▶ _Listado de entrada_
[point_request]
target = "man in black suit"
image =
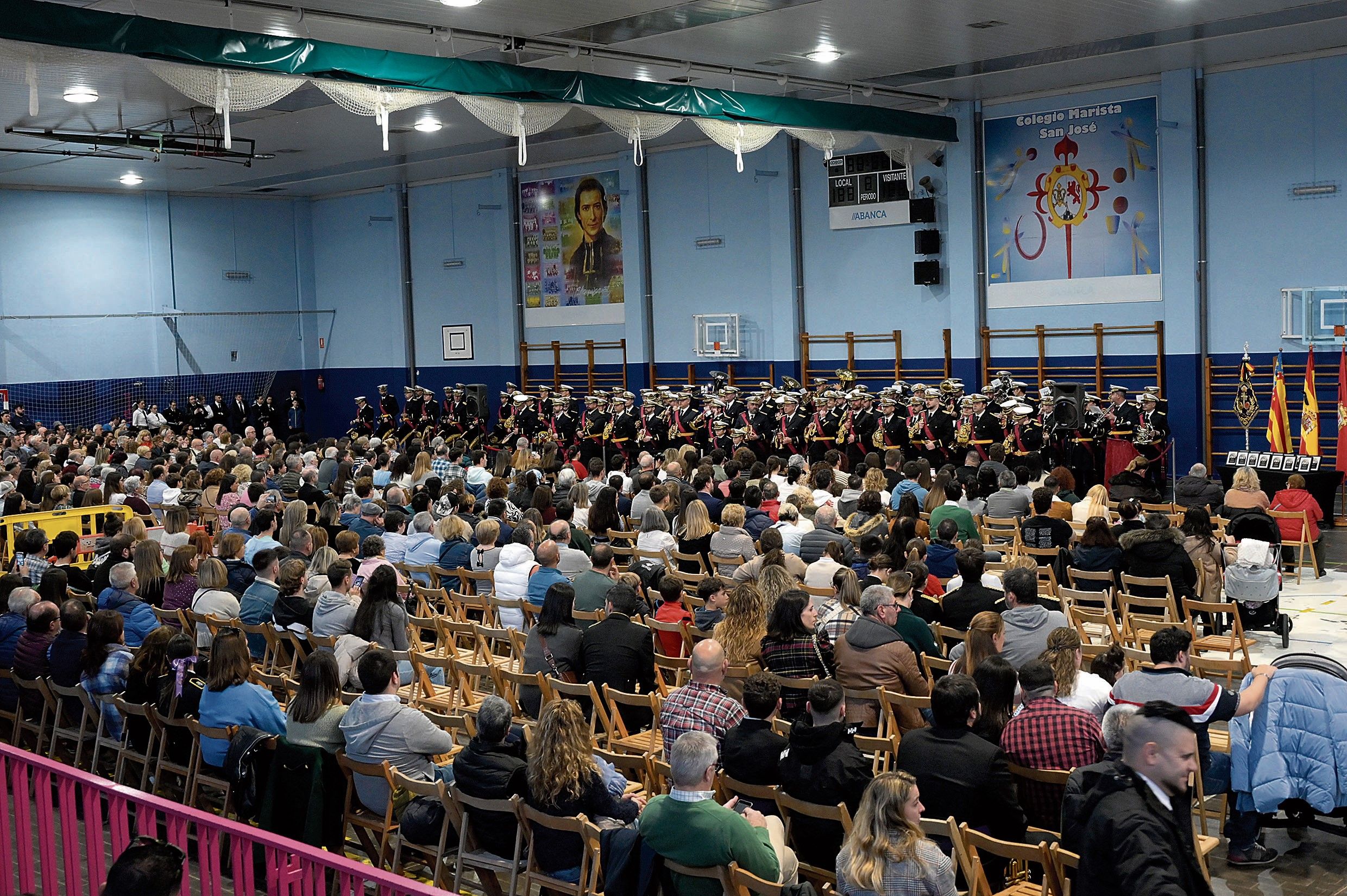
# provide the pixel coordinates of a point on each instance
(958, 772)
(620, 654)
(972, 597)
(752, 751)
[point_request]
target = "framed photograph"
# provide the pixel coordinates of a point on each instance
(458, 343)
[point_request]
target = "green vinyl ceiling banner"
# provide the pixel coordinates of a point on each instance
(62, 26)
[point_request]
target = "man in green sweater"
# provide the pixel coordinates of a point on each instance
(690, 828)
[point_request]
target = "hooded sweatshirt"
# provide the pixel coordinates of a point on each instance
(335, 614)
(379, 728)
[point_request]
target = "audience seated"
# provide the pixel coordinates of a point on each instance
(973, 596)
(565, 780)
(751, 752)
(1048, 735)
(553, 646)
(822, 766)
(701, 705)
(958, 772)
(690, 828)
(493, 766)
(872, 654)
(120, 596)
(379, 728)
(313, 717)
(887, 850)
(620, 654)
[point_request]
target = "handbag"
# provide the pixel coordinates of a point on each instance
(569, 676)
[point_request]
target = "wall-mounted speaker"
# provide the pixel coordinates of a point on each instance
(922, 211)
(927, 242)
(926, 273)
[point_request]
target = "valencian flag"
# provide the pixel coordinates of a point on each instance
(1342, 409)
(1279, 424)
(1310, 410)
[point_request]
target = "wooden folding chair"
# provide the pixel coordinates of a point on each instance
(1022, 853)
(588, 832)
(623, 740)
(790, 807)
(470, 853)
(40, 725)
(1231, 642)
(1090, 580)
(433, 856)
(372, 829)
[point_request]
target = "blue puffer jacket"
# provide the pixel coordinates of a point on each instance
(1294, 746)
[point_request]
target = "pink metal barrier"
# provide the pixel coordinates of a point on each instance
(35, 793)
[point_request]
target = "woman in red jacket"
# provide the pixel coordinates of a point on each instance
(1294, 499)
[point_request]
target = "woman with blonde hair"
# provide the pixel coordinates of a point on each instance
(986, 638)
(887, 852)
(422, 469)
(1245, 491)
(293, 520)
(1096, 503)
(744, 627)
(565, 780)
(1075, 687)
(694, 535)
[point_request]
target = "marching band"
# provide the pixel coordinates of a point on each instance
(936, 422)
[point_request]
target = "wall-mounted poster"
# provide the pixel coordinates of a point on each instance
(1073, 205)
(571, 239)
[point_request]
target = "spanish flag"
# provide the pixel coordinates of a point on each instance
(1310, 410)
(1279, 422)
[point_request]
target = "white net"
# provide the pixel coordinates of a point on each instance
(515, 119)
(225, 90)
(636, 125)
(175, 356)
(372, 100)
(737, 138)
(829, 142)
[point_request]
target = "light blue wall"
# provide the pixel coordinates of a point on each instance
(448, 222)
(698, 193)
(357, 269)
(114, 254)
(1269, 128)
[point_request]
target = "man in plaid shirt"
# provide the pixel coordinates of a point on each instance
(1047, 734)
(701, 705)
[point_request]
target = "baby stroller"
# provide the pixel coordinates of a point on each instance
(1253, 580)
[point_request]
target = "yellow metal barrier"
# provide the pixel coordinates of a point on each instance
(85, 522)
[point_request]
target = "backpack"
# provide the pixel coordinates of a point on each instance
(247, 772)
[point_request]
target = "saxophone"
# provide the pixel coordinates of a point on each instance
(965, 433)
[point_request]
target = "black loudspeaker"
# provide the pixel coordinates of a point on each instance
(926, 273)
(927, 242)
(1071, 412)
(477, 395)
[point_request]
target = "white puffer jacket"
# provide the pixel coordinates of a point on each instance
(512, 580)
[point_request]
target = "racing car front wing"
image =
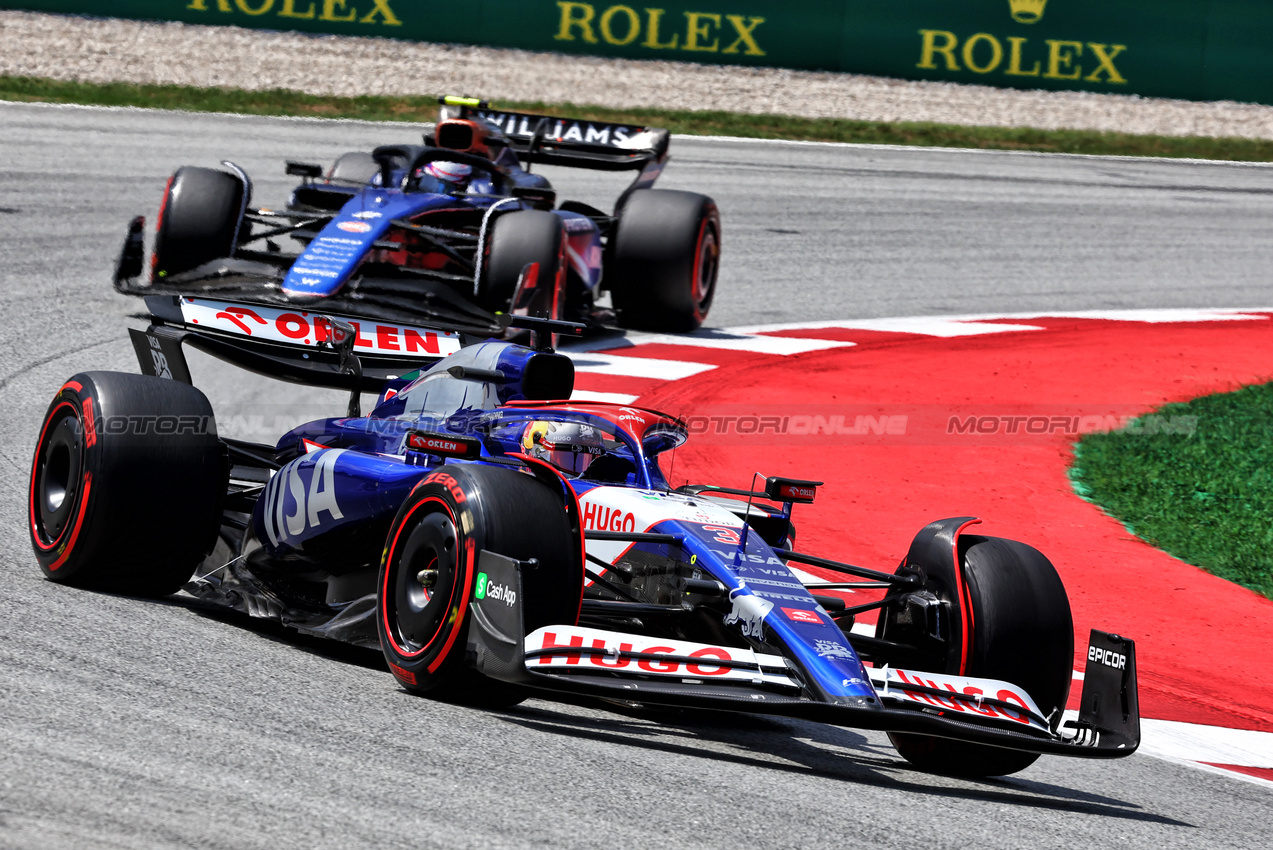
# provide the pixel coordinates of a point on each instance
(639, 668)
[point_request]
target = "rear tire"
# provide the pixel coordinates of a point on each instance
(199, 220)
(1021, 633)
(444, 524)
(663, 262)
(516, 239)
(126, 484)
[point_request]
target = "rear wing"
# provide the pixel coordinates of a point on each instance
(576, 143)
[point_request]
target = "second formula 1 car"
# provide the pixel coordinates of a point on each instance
(456, 230)
(497, 540)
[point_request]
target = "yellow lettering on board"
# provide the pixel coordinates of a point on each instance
(745, 37)
(607, 31)
(382, 8)
(1058, 57)
(929, 48)
(582, 22)
(698, 24)
(653, 17)
(329, 10)
(1015, 59)
(996, 52)
(290, 12)
(1105, 56)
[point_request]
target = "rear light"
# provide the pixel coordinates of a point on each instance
(791, 490)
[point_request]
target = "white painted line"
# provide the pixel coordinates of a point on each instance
(941, 326)
(907, 323)
(612, 397)
(609, 364)
(1197, 742)
(724, 340)
(979, 152)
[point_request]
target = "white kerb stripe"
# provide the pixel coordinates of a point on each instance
(612, 397)
(717, 339)
(1197, 742)
(609, 364)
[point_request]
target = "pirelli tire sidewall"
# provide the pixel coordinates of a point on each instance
(138, 476)
(199, 220)
(424, 633)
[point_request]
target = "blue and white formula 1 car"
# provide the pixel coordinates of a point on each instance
(456, 230)
(497, 541)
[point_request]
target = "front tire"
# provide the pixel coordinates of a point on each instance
(663, 264)
(126, 484)
(1020, 631)
(443, 526)
(517, 239)
(199, 220)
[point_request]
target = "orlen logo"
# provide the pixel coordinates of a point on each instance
(1106, 657)
(488, 589)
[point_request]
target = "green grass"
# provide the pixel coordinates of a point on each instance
(708, 122)
(1204, 498)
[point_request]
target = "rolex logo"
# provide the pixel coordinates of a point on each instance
(1026, 12)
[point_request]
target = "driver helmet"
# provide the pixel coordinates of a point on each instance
(570, 447)
(453, 177)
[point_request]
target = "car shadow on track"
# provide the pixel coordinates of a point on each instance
(808, 750)
(782, 745)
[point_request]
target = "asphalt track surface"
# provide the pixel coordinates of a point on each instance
(157, 724)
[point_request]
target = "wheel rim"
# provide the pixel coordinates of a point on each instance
(705, 265)
(59, 475)
(419, 613)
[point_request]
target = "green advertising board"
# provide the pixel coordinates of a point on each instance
(1183, 48)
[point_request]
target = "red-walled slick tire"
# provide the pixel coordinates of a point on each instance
(1012, 606)
(126, 484)
(442, 528)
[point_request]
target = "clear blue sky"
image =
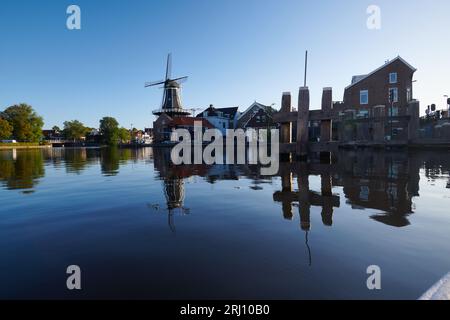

▶ _Reto_
Extrae del listado anterior cada línea que contenga la cadena "mounted". Ten en cuenta que se distinguen mayúsculas y minúsculas.

▶ _Solución del problema_
target = "wall-mounted speaker"
target = "wall-mounted poster"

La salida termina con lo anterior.